*EXCERPT*:
--------------------------------
FSM is a minimalist library for functionally defining state-machines in F#, although the approach may be generalised to any language supporting higher order functions. In FSM, a state is defined as a computation of the next state. This makes it possible to write state-machines as n-level DFAs or NFAs.

The base of this approach is the State function:

State<'a, 'b> = State<'a, 'b> * 'a -> State<'a, 'b> * 'b 

A state takes in a state and an input, and returns the next state and an output. A higher order state has input values which are states. To create a statemachine, supply it with the initial state and call Move to move the machine to the next state:

sm = StateMachine(<intial state>) sm.Move(value) 

From the definition (s, a) -> (s', b), the simplest state-machine we can define is one with a single state that transitions onto itself. (I: S → S)

identity = State(fun s v -> s, v) 

Another simple two state machine can be an even-odd machine. (P: Even → Odd → Even)

oddeven = State(fun s v -> State(fun _ v -> s, Odd), Even) 

spelled out better as:

oddeven = State(fun even v -> State(fun odd v -> even, Odd), Even) 

Here, the next odd state is generated by the even state.

To define this in a more conventional way, we can express it like so:

let rec odd = State(fun s v -> even, Odd) and even = State(fun s v -> odd, Even) 

This is easily defined in lazy languages like Haskell, but since F# has strict evaluation, the compiler will warn about recursive references. To get around this, we can use also reference cells.

odd := State(fun _ _ -> !even, Odd) even := State(fun _ _ -> !odd, Even) 

The initial value of the reference cell can be set as States.zero.

A state machine which checks if numbers are divisible by 3 given binary input:

let rec A = State(fun s v -> if v = 0 then s, 0 else B, 0) and B = State(fun s v -> if v = 0 then C, 0 else A, 1) and C = State(fun s v -> if v = 0 then B, 0 else s, 0) 

A recursive function can allow any type of state to be maintained internally.

let evenodd = let rec evenOddFn state = let ns = match state with | Even -> Odd | Odd -> Even State(fun s v -> evenOddFn state, v) evenOddFn Even //initial state 

This can be be rewritten using States.define as:

let evenOddfn _ = function | Even -> Odd | Odd -> Even let evenodd = States.define evenOddfn Even 

State combinators are higher order functions which can be to declaratively combine states.
--------------------------------
*ENTRIES PROVIDED*:
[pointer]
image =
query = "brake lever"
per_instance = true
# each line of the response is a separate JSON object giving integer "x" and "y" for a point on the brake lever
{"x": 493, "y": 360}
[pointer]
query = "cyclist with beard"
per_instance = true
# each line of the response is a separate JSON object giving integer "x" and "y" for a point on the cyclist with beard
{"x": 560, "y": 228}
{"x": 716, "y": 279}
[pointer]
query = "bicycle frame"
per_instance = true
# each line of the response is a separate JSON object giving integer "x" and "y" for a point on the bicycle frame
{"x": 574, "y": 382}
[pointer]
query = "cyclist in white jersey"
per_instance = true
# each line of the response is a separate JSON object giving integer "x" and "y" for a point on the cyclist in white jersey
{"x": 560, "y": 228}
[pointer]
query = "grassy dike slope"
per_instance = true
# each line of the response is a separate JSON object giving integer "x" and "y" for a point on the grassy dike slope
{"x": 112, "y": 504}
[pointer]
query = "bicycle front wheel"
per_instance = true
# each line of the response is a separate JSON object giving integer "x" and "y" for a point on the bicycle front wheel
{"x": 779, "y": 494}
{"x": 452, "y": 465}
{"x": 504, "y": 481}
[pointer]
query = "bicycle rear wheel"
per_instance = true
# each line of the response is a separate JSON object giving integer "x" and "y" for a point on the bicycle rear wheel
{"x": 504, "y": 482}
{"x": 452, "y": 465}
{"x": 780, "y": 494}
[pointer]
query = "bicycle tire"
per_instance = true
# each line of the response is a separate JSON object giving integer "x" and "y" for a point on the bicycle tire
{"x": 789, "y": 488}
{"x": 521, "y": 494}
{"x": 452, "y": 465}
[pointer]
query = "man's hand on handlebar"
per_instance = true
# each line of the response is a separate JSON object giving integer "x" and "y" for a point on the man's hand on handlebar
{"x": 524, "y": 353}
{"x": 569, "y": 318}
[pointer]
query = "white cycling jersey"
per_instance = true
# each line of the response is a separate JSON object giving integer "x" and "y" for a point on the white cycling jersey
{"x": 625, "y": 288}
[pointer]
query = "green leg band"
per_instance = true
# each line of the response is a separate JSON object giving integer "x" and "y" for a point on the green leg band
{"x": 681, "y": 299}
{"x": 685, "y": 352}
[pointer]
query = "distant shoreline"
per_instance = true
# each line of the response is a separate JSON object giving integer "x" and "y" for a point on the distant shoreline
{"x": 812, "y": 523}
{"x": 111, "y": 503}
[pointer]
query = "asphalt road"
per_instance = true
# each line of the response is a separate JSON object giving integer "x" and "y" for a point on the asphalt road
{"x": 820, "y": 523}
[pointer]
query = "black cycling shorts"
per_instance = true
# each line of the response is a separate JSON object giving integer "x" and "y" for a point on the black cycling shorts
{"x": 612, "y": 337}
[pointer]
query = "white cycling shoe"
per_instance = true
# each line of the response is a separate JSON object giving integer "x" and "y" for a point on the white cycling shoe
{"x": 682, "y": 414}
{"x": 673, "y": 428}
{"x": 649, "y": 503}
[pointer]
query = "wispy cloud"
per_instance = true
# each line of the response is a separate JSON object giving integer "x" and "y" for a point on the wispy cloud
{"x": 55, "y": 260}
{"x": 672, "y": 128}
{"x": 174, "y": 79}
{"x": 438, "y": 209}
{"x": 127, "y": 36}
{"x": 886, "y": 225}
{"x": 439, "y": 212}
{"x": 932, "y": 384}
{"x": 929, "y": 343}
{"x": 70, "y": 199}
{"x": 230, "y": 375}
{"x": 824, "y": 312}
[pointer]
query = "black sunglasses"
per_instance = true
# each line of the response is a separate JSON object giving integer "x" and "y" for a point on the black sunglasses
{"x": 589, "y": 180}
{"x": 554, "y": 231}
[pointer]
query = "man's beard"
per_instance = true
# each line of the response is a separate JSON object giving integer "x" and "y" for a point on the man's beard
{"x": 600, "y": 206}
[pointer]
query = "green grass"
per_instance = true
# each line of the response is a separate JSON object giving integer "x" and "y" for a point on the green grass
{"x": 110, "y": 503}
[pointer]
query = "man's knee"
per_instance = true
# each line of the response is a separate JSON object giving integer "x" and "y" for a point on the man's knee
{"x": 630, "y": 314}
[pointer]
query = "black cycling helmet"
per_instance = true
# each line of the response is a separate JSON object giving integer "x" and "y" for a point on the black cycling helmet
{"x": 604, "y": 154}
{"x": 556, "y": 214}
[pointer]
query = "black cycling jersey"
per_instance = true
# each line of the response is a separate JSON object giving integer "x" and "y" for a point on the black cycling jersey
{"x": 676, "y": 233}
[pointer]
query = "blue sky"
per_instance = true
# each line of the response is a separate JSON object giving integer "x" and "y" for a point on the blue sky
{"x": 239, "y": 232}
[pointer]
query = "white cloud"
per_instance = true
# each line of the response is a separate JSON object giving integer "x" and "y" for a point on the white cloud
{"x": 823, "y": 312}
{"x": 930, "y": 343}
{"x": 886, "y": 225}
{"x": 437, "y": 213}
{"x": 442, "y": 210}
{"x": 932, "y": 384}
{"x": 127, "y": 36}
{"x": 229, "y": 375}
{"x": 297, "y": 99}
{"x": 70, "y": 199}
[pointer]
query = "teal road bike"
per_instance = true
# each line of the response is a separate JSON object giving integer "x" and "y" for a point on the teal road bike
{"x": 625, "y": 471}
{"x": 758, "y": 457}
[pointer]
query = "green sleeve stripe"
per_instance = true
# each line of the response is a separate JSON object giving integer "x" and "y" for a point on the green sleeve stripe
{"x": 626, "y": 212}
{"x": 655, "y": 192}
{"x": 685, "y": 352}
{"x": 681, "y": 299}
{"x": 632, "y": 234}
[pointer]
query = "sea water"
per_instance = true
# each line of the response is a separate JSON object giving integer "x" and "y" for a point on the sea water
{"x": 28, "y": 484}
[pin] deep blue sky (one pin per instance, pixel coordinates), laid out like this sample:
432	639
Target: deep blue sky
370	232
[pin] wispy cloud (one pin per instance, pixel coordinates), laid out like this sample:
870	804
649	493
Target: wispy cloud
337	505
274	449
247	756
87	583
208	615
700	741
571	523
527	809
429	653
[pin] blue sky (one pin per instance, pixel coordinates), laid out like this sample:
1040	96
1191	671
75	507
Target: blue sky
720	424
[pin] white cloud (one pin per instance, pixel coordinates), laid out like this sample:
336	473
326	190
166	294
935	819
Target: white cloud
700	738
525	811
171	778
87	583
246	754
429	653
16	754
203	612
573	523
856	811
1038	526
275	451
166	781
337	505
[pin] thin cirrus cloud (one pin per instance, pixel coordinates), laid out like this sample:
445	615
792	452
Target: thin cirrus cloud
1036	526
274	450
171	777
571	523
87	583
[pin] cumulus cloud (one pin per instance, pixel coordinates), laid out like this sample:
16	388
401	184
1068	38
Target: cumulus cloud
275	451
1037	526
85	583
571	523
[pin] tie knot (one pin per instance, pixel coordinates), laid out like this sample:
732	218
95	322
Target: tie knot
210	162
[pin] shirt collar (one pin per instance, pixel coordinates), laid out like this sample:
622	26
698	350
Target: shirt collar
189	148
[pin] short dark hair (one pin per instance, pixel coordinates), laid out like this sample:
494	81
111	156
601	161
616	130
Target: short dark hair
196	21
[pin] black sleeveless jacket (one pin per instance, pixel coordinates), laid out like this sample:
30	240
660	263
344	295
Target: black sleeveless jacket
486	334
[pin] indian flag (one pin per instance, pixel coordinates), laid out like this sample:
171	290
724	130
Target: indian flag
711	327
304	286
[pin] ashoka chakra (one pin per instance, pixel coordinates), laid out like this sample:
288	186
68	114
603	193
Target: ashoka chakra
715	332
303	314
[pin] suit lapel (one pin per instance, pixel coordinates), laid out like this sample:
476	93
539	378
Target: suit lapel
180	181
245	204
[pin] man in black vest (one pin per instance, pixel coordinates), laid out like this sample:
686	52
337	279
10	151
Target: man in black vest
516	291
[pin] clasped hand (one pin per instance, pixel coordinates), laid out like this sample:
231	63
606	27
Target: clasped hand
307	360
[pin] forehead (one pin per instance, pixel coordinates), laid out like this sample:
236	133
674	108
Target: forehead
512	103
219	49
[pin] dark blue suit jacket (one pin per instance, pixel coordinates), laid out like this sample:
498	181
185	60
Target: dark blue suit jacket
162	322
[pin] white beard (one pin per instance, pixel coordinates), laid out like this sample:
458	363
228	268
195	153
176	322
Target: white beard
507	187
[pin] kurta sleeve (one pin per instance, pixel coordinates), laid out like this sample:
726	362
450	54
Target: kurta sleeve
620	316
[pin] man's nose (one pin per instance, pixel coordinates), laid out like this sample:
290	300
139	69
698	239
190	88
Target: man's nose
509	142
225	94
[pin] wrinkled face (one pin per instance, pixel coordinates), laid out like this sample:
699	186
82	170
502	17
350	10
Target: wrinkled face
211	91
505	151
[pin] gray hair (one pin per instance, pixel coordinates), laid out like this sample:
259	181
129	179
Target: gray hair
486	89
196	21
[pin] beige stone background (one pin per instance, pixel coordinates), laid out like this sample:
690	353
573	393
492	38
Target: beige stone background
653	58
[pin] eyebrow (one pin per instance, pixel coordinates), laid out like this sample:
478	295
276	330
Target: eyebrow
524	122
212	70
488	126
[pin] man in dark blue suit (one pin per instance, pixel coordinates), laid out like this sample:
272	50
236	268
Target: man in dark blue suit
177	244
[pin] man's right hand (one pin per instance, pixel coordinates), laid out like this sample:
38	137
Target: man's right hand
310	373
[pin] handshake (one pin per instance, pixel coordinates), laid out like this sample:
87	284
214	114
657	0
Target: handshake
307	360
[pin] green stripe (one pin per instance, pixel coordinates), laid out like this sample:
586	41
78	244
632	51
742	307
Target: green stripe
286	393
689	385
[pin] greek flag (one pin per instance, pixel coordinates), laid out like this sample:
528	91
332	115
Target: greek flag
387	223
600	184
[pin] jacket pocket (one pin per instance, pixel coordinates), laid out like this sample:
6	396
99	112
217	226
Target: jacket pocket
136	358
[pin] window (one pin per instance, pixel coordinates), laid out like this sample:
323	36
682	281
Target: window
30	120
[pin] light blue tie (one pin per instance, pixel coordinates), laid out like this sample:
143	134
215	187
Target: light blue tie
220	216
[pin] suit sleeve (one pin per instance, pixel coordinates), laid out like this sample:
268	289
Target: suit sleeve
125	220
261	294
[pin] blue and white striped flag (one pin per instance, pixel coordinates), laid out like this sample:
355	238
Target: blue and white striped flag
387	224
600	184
--------------------------------
*ASSIGNED TASK 1*: Please explain, in one to three sentences, why the FSM text switches to reference cells to define the odd and even states.
*ASSIGNED TASK 2*: Carry on the FSM text from its closing sentence about state combinators.

*OUTPUT 1*: F# uses strict evaluation, so defining odd and even as mutually recursive states with let rec makes the compiler warn about recursive references. This isn't an issue in a lazy language like Haskell. Reference cells get around the problem, and their initial value can be set as States.zero.

*OUTPUT 2*:
For example,

let valuecards _ = function Number(n) when n > 1 -> Number(n - 1) | _ -> Joker let initial = States.define valuecards (Number 10) |> States.startWith [ Ace; Queen; King; Jack ] 

returns a sequence of all the cards (Ace, Queen, ... Number(1), Joker).

To execute side-effects on evaluating a state, the doAction combinator is useful:

let rec odd = State(fun s v -> even, Odd) |> States.doAction (printfn "odd: %A -> %A") and even = State(fun s v -> odd, Even) |> States.doAction (printfn "even: %A -> %A") 

Similarly other combinators like moveIf and moveIfElse can be use to declaratively encode transitions. The former example for divisible by 3 rewritten:

let rec A = moveIf ((=) 1) 1 (lazily (lazy B)) and B = moveIfElse ((=) 0) 0 C (lazily (lazy A)) and C = moveIf ((=) 0) 0 (lazily (lazy B)) 

For example, to represent a lock which becomes active after entering the sequence [1, 2, 3] (any other number out of sequence causes it to go back to the starting state):

let rec checkPin = States.returnValue "Success" |> States.moveIfElse ((=) 3) "C3" init |> States.moveIfElse ((=) 2) "C2" init |> States.moveIfElse ((=) 1) "C1" init and init = States.lazily (lazy checkPin)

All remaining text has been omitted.